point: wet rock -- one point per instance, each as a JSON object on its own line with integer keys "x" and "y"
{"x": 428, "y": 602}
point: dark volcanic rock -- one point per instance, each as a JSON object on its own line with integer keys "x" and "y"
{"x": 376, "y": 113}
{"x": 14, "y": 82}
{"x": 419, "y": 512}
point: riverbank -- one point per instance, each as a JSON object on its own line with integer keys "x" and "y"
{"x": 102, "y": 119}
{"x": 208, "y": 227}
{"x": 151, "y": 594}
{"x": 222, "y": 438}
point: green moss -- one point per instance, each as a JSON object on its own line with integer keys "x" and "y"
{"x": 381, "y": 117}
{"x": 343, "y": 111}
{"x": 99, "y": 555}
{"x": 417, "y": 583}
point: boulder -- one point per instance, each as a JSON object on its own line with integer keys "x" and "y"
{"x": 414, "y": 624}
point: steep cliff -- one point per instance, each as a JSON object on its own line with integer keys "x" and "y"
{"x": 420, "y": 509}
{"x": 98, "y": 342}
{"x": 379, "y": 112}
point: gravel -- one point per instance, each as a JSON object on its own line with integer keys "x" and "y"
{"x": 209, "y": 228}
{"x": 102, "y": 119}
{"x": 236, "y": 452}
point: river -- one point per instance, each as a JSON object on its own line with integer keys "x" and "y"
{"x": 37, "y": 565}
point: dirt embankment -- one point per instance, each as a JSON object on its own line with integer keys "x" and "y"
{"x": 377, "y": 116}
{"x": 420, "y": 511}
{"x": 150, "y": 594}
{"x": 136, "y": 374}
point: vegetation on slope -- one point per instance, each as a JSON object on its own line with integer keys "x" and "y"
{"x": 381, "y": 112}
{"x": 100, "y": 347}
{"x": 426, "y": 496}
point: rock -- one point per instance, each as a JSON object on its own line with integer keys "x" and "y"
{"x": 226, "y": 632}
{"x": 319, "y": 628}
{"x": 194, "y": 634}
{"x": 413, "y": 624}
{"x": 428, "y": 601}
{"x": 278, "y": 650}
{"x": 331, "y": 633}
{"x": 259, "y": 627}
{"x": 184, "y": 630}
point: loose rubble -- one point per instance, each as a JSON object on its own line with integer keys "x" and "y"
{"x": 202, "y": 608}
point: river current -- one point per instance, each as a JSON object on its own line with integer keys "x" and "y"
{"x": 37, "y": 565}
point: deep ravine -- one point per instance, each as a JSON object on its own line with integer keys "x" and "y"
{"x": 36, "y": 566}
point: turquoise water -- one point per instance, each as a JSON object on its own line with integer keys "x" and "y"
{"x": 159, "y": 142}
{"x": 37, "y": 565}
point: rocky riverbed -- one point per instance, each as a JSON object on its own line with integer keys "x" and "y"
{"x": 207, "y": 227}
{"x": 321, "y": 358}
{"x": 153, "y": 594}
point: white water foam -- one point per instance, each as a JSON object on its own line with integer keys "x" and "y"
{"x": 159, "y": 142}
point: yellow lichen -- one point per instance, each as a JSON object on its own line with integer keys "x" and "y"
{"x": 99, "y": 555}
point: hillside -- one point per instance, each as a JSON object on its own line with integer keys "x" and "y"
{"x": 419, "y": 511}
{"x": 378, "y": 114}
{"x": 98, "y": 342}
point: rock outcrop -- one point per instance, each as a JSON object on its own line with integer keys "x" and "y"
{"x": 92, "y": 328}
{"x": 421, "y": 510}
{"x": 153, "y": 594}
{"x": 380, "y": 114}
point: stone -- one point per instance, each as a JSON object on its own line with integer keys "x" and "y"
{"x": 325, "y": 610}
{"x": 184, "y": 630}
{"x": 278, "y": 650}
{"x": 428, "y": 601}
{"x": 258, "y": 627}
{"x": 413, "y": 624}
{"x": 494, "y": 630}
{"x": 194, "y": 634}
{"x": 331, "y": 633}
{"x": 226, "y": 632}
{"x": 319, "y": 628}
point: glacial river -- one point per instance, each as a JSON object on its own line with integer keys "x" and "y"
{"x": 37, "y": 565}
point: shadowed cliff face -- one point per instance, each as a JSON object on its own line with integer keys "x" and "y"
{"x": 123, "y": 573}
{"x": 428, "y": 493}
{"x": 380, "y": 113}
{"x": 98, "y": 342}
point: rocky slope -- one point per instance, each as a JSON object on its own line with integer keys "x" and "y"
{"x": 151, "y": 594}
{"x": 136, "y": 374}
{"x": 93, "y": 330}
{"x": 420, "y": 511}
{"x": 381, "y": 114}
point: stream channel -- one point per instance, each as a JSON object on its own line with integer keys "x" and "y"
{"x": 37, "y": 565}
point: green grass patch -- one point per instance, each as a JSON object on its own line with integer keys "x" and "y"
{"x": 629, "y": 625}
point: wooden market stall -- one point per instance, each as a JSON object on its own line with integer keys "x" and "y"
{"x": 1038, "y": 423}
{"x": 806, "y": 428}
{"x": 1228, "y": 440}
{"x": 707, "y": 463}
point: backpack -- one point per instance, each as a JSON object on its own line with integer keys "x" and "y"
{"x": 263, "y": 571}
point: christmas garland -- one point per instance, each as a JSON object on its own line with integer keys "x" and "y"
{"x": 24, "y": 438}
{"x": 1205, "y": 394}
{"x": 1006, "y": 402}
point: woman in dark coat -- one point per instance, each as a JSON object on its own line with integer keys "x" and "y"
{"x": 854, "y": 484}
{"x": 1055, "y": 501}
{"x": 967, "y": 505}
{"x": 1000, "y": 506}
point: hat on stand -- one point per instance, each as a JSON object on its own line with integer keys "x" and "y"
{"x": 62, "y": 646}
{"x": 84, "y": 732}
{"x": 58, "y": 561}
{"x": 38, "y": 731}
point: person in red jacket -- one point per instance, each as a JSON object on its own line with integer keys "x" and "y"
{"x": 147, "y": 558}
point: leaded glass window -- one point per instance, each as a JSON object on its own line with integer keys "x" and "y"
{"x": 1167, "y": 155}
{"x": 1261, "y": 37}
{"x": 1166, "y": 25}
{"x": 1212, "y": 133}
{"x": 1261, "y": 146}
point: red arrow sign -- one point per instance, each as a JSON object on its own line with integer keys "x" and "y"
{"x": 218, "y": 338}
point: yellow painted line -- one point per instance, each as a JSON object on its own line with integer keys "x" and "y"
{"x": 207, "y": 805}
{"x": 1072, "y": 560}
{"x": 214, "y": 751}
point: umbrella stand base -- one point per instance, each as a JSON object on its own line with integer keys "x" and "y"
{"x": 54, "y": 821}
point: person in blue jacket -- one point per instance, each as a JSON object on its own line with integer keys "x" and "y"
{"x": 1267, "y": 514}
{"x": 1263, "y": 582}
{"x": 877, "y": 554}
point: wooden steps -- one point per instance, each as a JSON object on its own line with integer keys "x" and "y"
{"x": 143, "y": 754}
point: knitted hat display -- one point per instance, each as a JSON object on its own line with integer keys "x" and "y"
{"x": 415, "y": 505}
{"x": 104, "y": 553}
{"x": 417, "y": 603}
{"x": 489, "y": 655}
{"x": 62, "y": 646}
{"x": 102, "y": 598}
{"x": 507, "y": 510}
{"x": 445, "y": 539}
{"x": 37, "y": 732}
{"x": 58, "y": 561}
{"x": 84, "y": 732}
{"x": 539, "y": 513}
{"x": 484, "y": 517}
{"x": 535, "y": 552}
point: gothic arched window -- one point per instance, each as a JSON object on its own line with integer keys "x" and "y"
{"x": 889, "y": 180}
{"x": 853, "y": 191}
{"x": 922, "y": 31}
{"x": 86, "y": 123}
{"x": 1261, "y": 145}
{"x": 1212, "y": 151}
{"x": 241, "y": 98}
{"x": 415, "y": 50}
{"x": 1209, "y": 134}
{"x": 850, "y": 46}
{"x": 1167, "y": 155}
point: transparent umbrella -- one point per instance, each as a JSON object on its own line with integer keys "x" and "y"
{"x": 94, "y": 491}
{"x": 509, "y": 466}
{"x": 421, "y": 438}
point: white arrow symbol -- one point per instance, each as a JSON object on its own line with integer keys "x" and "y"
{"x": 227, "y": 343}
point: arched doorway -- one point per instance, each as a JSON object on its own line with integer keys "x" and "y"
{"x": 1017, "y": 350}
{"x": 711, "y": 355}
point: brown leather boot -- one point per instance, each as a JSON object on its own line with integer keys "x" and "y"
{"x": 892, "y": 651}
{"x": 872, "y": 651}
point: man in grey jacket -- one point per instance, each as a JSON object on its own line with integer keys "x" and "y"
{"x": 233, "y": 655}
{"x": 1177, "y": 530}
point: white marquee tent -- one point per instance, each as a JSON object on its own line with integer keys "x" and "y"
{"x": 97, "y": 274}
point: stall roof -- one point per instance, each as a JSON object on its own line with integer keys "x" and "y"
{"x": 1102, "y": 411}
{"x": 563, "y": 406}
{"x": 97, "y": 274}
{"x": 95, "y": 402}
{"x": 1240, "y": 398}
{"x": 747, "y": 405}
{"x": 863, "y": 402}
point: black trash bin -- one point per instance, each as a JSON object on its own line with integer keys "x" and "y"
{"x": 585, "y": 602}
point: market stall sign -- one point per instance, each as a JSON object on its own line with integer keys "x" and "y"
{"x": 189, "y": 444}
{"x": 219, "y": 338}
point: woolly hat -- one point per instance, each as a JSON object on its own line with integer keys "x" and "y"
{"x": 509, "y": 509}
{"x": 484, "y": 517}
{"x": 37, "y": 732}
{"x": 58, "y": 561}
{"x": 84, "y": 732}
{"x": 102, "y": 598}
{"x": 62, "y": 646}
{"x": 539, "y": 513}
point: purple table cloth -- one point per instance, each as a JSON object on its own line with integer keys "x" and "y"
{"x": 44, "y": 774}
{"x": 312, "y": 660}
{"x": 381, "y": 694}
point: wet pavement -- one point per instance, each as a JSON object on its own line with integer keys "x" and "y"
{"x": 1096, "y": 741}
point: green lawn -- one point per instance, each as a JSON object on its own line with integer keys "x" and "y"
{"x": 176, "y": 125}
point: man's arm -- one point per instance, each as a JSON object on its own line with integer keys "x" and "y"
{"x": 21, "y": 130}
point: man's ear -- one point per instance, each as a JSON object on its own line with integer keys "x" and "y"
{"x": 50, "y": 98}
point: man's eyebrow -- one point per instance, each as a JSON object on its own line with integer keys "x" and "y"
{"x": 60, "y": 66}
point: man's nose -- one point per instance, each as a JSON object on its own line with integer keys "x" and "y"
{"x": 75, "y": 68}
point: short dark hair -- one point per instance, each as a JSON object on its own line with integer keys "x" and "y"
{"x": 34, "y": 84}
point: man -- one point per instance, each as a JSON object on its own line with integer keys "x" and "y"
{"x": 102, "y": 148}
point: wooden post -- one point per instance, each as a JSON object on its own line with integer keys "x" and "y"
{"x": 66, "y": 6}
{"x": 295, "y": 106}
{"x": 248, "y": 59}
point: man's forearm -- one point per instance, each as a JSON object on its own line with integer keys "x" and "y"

[What you have to do] Copy exactly the line that contains "point: wooden post" and every line after it, up to and including the last line of the records.

[Response to this exercise]
point: wooden post -- one point per instance, each as a JSON object on its own line with integer keys "x" and "y"
{"x": 66, "y": 6}
{"x": 295, "y": 106}
{"x": 248, "y": 59}
point: man's forearm -- one point per instance, each as a JSON object on its own line with integer keys "x" and "y"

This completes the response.